- **YOUR ASSIGNMENT**:
Copy nothing from the entries below except the lines from the one containing "Query: moat water" through the one containing "[ ] a keypoint on each instance of the window pane", and copy those exactly.

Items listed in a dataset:
########################################

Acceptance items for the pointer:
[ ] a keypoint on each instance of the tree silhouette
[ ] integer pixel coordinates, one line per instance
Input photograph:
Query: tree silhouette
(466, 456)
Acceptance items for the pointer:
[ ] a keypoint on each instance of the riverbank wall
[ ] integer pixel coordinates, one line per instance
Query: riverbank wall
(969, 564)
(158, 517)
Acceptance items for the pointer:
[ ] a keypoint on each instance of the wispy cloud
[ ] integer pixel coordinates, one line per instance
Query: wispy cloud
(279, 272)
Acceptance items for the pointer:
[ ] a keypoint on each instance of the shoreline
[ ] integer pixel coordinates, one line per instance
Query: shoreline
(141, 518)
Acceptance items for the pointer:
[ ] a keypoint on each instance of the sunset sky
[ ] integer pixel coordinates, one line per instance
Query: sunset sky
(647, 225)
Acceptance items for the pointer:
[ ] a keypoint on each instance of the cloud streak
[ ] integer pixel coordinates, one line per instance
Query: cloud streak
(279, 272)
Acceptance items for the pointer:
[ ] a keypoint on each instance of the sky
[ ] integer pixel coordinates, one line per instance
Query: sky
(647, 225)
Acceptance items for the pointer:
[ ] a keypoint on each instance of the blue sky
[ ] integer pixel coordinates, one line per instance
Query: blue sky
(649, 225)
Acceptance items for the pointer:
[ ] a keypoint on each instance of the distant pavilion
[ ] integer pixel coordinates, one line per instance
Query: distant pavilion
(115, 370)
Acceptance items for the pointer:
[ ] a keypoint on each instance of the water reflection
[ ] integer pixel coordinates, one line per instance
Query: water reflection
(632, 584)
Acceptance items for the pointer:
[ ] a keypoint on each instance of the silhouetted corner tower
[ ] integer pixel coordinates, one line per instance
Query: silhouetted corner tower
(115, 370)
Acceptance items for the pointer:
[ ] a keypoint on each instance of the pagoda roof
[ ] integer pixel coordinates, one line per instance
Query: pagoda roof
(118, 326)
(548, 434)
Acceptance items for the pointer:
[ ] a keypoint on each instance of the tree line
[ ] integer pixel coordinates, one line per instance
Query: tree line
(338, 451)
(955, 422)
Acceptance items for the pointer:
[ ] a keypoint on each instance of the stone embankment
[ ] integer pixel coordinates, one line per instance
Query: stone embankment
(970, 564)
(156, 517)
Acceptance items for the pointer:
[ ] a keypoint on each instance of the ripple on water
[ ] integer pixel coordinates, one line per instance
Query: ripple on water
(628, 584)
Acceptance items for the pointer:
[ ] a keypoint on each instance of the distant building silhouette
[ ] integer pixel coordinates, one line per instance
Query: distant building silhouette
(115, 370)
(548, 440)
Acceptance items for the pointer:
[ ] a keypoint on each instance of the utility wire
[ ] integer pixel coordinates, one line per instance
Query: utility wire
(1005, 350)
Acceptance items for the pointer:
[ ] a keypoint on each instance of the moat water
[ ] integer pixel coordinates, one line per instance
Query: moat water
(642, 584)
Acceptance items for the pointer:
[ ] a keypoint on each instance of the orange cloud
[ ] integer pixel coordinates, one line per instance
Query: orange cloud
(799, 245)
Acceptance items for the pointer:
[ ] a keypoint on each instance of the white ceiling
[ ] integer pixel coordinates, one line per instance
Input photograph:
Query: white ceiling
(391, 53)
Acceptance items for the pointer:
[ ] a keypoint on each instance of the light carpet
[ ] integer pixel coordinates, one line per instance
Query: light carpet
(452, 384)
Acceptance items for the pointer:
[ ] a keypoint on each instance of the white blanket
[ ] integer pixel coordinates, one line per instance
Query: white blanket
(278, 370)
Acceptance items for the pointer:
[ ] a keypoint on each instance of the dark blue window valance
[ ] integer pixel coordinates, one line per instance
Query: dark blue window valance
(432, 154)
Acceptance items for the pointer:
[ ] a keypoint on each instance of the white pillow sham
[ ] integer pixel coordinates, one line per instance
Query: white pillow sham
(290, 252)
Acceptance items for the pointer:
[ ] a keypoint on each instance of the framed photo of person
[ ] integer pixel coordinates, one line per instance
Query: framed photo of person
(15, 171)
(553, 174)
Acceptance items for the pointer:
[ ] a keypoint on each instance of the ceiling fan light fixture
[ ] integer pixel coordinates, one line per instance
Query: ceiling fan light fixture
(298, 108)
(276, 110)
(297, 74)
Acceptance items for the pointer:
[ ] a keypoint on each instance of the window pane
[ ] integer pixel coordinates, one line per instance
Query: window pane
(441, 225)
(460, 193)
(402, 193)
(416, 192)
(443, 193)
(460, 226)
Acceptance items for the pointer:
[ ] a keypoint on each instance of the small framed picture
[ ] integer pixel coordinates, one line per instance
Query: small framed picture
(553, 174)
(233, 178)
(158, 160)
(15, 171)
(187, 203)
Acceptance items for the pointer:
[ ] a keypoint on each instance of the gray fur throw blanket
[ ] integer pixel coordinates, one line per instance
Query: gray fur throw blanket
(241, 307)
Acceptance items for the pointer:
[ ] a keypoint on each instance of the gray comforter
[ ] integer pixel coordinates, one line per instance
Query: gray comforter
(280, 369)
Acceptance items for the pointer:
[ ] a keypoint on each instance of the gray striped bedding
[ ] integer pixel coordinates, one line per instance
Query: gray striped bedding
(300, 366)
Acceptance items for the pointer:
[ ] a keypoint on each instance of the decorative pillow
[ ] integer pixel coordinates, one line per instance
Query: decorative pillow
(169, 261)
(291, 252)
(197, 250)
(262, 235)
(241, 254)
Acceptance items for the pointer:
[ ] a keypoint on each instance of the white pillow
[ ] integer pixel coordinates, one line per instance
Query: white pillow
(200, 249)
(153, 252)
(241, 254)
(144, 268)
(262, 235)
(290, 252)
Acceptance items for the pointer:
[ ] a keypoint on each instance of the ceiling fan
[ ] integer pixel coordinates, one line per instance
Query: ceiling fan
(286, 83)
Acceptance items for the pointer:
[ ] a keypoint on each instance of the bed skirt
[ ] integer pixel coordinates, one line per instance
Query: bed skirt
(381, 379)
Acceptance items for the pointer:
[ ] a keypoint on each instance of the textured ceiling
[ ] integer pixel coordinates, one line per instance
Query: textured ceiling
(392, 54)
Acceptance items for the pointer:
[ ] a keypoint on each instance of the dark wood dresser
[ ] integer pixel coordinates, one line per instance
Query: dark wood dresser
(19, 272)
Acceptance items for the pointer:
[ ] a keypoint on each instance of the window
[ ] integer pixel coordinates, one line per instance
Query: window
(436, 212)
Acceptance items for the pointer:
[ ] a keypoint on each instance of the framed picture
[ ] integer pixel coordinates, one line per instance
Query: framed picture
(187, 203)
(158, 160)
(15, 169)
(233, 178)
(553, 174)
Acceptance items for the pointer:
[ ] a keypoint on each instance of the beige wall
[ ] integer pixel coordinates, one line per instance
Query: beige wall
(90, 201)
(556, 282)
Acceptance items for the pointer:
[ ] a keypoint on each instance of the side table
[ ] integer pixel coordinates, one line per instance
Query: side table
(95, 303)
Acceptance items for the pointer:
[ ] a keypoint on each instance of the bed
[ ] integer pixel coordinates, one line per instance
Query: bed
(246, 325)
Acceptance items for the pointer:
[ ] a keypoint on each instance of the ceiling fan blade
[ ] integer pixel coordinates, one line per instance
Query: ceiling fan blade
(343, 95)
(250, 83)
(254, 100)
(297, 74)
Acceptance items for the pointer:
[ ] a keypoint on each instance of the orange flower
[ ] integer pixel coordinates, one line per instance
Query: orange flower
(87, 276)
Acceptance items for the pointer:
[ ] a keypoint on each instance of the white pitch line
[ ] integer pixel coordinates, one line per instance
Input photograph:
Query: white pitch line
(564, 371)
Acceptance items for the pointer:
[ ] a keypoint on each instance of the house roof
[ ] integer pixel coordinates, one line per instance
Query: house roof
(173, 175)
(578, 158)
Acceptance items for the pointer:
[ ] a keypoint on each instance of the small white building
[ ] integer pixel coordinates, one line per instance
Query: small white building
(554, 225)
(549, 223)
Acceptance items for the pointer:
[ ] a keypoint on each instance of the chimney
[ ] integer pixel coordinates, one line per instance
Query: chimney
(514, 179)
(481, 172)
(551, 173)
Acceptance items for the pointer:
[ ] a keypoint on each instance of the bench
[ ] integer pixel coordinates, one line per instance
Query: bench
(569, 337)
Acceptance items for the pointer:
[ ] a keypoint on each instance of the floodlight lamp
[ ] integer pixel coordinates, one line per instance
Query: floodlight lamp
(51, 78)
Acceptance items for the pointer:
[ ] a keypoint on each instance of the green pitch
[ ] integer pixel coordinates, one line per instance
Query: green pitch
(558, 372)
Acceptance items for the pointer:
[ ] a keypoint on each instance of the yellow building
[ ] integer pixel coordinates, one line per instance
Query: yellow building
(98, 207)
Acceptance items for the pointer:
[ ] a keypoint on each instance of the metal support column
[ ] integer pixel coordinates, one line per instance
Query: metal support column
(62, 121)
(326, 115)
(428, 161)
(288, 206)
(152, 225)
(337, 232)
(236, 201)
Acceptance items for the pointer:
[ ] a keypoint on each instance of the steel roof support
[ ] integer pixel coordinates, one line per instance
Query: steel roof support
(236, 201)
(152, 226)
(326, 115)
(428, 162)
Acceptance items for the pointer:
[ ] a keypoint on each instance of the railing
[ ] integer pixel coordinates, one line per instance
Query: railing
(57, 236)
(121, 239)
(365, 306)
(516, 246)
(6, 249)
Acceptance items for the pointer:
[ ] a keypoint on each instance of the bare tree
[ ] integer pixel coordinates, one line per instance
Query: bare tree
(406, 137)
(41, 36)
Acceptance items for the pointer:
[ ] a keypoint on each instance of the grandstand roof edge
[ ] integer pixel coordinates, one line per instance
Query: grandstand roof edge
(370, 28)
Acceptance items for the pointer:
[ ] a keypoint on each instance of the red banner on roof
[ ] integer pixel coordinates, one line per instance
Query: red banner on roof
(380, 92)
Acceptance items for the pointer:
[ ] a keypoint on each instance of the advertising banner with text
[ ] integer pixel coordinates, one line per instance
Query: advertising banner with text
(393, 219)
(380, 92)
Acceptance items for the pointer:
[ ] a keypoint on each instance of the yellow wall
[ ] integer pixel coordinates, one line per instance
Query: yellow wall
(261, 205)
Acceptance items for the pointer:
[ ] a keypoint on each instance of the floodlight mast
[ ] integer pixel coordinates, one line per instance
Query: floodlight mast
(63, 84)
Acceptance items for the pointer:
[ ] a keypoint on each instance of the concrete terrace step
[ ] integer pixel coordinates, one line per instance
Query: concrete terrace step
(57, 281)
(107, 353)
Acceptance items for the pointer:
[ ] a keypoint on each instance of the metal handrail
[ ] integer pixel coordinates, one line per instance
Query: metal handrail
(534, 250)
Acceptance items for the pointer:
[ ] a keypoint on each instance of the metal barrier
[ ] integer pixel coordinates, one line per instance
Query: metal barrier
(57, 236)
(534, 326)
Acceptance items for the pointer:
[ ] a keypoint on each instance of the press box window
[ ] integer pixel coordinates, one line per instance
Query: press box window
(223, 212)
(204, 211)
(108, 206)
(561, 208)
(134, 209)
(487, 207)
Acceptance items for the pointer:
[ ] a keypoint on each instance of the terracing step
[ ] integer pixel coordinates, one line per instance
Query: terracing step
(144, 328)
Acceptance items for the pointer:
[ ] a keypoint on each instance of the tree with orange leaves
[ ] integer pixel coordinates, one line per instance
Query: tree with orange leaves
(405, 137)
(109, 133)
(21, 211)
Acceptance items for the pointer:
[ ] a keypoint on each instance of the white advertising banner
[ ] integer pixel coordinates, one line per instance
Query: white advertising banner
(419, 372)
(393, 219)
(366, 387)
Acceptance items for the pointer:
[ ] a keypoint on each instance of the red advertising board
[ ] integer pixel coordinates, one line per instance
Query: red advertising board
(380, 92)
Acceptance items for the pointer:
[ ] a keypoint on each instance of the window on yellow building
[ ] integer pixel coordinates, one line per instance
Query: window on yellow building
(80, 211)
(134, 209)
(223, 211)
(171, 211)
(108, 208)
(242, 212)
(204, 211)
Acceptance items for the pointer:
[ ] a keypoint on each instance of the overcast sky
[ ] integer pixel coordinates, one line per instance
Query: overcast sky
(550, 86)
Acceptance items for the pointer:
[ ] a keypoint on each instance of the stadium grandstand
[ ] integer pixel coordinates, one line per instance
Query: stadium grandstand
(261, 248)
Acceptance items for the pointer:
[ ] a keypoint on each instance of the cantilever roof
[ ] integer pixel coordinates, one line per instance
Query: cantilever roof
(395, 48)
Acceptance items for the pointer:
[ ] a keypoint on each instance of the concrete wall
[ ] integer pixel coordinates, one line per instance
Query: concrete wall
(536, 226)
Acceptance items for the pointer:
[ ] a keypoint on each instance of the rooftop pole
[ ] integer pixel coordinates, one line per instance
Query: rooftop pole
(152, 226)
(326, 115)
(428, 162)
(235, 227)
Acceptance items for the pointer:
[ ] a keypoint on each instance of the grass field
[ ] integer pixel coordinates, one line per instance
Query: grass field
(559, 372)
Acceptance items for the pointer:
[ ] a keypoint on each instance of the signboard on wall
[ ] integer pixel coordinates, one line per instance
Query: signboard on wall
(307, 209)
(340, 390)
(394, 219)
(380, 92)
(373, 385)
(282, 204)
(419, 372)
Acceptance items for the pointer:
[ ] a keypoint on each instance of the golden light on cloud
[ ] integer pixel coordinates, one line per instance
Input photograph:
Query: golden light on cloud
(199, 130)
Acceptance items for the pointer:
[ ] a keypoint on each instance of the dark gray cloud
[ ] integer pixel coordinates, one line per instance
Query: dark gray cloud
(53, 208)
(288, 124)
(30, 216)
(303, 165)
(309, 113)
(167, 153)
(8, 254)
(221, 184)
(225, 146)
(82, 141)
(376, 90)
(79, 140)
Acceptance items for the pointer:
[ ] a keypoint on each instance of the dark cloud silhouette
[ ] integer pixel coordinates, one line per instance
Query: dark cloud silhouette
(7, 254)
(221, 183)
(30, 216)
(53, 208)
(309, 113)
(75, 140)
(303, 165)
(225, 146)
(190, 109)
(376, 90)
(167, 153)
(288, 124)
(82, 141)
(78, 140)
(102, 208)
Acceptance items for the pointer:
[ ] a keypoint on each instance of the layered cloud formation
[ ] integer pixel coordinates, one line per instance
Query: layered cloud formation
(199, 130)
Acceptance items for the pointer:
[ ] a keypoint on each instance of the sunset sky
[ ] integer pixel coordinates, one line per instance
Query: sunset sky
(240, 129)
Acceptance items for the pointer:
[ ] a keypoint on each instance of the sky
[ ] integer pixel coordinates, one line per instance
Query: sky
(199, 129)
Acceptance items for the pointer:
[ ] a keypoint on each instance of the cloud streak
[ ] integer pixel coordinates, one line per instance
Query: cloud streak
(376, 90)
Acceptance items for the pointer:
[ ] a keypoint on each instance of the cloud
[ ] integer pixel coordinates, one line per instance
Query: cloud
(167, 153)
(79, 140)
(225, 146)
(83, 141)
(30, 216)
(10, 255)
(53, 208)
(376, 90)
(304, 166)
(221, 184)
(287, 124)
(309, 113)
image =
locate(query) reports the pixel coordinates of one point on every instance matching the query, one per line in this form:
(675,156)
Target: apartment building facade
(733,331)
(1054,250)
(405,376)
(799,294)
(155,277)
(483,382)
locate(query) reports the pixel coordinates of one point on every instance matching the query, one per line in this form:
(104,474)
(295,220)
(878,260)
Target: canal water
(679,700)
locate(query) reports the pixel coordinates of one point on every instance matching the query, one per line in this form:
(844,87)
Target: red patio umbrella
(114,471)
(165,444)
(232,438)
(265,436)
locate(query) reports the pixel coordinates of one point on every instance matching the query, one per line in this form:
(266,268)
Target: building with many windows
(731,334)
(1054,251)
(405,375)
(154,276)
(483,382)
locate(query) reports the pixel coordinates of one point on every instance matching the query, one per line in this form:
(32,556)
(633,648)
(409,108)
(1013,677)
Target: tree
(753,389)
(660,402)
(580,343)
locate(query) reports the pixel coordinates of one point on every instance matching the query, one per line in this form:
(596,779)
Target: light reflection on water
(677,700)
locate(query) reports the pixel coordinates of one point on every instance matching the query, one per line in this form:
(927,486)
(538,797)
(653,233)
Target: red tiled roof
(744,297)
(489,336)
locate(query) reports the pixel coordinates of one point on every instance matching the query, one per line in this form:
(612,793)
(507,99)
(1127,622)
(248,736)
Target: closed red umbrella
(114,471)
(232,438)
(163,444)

########################################

- **ANSWER TO THE EXERCISE**:
Query: moat water
(642, 584)
Acceptance items for the pointer:
[ ] a keypoint on each instance of the orange cloud
[ ] integer pixel coordinates, one line per instance
Query: orange cloud
(799, 245)
Acceptance items for the pointer:
[ ] a keypoint on each instance of the white ceiling
[ ] integer pixel coordinates, one line per instance
Input photograph:
Query: white ceiling
(391, 53)
Acceptance items for the pointer:
[ ] a keypoint on each instance of the light carpet
[ ] integer pixel coordinates, one line per instance
Query: light carpet
(452, 384)
Acceptance items for the pointer:
[ ] a keypoint on each instance of the white blanket
[ ] integer pixel coordinates, one line per instance
Query: white blanket
(278, 370)
Acceptance items for the pointer:
[ ] a keypoint on each instance of the dark blue window valance
[ ] integer pixel coordinates, one line per instance
Query: dark blue window valance
(432, 154)
Acceptance items for the pointer:
[ ] a keypoint on each instance of the white pillow sham
[ ] integer pixel coordinates, one line per instance
Query: white pillow sham
(290, 252)
Acceptance items for the pointer:
[ ] a keypoint on each instance of the framed photo of person
[ ] integer pixel coordinates, one line per instance
Query: framed photo of person
(15, 171)
(553, 174)
Acceptance items for the pointer:
[ ] a keypoint on each instance of the ceiling fan light fixture
[ ] integer pixel coordinates, one line per instance
Query: ceiling fan light fixture
(298, 108)
(276, 110)
(297, 74)
Acceptance items for the pointer:
[ ] a keypoint on each instance of the window pane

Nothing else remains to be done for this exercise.